◆ **EXERCISE DIRECTIONS**:
Please reproduce all of the data below with "Found at" swapped out for "Located at" at every occurrence, keeping everything else unchanged.

===== RAW RECORDS =====

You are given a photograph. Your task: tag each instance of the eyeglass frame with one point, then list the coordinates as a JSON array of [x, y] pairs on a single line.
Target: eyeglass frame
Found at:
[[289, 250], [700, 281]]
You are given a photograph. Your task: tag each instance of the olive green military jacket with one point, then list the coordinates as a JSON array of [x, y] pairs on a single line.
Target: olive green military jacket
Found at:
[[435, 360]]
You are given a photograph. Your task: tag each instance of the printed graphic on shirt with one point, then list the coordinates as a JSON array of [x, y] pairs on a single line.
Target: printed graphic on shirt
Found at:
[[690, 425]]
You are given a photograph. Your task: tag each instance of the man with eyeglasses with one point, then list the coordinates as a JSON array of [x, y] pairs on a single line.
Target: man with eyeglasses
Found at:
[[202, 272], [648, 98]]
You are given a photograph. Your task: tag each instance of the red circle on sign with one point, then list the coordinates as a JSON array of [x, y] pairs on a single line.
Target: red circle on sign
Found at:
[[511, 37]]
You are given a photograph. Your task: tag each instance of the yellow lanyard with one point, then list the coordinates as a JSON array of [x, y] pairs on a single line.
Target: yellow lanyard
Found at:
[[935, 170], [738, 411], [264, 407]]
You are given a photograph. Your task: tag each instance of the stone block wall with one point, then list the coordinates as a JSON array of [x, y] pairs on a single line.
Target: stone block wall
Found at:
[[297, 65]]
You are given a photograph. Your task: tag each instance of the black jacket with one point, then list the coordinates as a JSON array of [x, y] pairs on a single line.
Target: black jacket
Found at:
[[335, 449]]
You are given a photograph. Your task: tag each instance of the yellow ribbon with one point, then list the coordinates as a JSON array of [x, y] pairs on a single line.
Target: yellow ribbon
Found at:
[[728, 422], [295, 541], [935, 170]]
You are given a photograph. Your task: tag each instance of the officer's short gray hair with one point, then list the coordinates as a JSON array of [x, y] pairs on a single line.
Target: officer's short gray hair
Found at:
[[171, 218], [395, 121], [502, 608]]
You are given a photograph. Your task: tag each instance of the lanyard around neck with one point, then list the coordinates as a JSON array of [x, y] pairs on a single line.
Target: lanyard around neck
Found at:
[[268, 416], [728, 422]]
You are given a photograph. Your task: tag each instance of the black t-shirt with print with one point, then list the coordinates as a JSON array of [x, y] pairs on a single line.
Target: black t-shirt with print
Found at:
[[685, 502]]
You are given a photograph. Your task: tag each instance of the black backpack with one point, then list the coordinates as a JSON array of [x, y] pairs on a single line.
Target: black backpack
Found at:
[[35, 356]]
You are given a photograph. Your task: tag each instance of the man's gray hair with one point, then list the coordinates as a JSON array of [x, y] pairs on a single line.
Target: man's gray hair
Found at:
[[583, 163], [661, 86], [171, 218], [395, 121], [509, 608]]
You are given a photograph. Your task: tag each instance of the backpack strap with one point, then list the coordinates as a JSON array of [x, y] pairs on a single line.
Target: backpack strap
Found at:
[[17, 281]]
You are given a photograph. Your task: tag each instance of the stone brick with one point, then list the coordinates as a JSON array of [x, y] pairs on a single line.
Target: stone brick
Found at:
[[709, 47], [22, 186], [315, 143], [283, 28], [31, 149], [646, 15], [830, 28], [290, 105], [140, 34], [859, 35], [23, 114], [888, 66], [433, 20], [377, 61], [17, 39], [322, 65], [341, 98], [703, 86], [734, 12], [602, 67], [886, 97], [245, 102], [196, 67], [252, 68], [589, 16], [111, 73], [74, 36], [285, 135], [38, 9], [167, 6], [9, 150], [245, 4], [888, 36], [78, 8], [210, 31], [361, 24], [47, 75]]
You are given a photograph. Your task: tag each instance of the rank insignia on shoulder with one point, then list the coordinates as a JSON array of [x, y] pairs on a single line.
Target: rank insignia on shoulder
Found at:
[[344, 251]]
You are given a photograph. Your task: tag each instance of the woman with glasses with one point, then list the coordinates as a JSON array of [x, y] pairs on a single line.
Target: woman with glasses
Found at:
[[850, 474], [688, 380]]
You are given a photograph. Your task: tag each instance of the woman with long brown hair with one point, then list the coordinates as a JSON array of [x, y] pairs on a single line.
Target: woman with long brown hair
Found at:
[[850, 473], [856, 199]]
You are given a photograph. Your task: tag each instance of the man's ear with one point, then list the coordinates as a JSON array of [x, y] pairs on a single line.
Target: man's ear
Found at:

=====

◆ **ANSWER**:
You are given a photograph. Your task: tag each instance of the eyeglass frame with one point, then list the coordinates as a JSON array of [x, y] pairs on a single line.
Target: eyeglass frame
Located at:
[[289, 250], [700, 281]]
You are given a photograph. Your task: tag each instance of the olive green military jacket with one point, then list the coordinates as a JSON array of [x, y] pairs on a single line.
Target: olive green military jacket
Located at:
[[435, 360]]
You are given a photograph. Your task: tag each instance of the printed graphic on shirt with one point, then list the coordinates as a JSON array of [x, y] pairs on a single line.
Target: printed graphic on shirt
Located at:
[[690, 425]]
You are given a photograph. Your task: tag each instance of the man with eyeglasses with one point, then list the coordinates as a JSON array of [x, y] pairs on a single line.
Target: man with eyeglasses
Located at:
[[202, 272], [648, 98]]
You are given a photograph. Your task: tag each instance of the red circle on sign with one point, then list the coordinates as a JSON array of [x, y] pairs on a single line.
Target: red circle on sign
Located at:
[[511, 37]]
You are given a photograph. Your task: tag each instance of the yellow lanyard with one point, then list the coordinates as a JSON array of [x, y] pairs on a single line.
Target: yellow lanyard
Located at:
[[935, 170], [738, 411], [264, 407]]
You are given a photograph. Your task: tag each instance of the stone block wall with one point, then list the coordinates as a JSON array of [x, y] pairs on a single line.
Target: stone block wall
Located at:
[[297, 65]]
You are given a photograph. Your task: tag each instance of the black jacket with one point, then list the coordinates as a JSON array of [x, y] pairs on a single line.
Target: black jacket
Located at:
[[335, 449]]
You are given a photograph. Your task: tag each instance of the yellow ribbon with one point, then list the coordinates as a JSON array of [x, y] pairs on a single line.
Target: yellow ribbon
Located at:
[[728, 422], [295, 541], [935, 170]]
You are given a photograph. Your task: tag each instance of the officer's short gray hair with one point, then list the coordinates as a JSON array of [x, y] pairs on a single line.
Target: officer's short gray hair
Located at:
[[171, 218], [395, 121], [502, 608]]
You are given a photograph. Your task: tag each instance of the lanyard around neck with one point, then list the coordinates as a JSON array of [x, y] pairs on a single line.
Target: lanyard around neck
Located at:
[[268, 416], [728, 422]]
You are given a photograph. Your task: tag each instance of the black t-shirt with print with one point, then list the coordinates as a JSON array of [x, y] pairs on a single line.
Target: black t-shirt with print
Located at:
[[685, 502]]
You are given a photograph. Your task: tag each instance of the black backpack with one point, then list the coordinates as a JSON array of [x, y] pairs on a single line.
Target: black backpack
Located at:
[[35, 356]]
You are given a photograph. Your task: tag each instance of the man's gray hair with one point, then list the coordinates as a JSON array of [x, y] pairs on a single line.
Target: man's gray hair
Located at:
[[583, 163], [661, 86], [171, 218], [395, 121], [509, 608]]
You are given a photograph. Your task: tag each instance of the backpack strap with one point, then list the coordinates as a JSON array of [x, y] pairs on a single line.
Target: backpack strap
Located at:
[[17, 281]]
You are given a photograph. Your task: tag each instance of the stone brick with one point, then list the coordinates as a JSON array of [x, y] pairs on a single line.
Target: stone brick
Located at:
[[709, 47], [22, 186], [315, 143], [283, 28], [31, 149], [646, 15], [830, 28], [290, 105], [140, 34], [859, 35], [23, 114], [888, 66], [433, 20], [377, 61], [17, 39], [322, 65], [341, 98], [703, 86], [734, 12], [602, 67], [886, 97], [245, 102], [196, 67], [252, 68], [589, 16], [111, 73], [74, 36], [285, 135], [38, 9], [167, 6], [9, 150], [245, 4], [888, 36], [78, 8], [210, 31], [361, 24], [47, 75]]
You are given a photograph. Your task: tag each instance of the rank insignia on shoulder with one point, then list the coordinates as a JSON array of [x, y] pairs on a single line.
Target: rank insignia on shoulder
Located at:
[[344, 251]]
You are given a photograph. Your task: tag each instance of the woman with glasses with one point, then list the coordinates as a JSON array of [x, y] pairs on a single line.
Target: woman with glasses
Located at:
[[850, 474], [688, 380]]
You are given a photograph. Your task: tag each instance of the woman with long brown hair with one point, then list the coordinates as a JSON array of [x, y] pairs on a single line.
Target: woman with long brown hair
Located at:
[[850, 473], [856, 199]]
You are given a photograph. Your task: tag each instance of the man's ear with one point, then list the coordinates as a JSON array of [x, y] pairs on a single line.
Target: man's ear
Located at:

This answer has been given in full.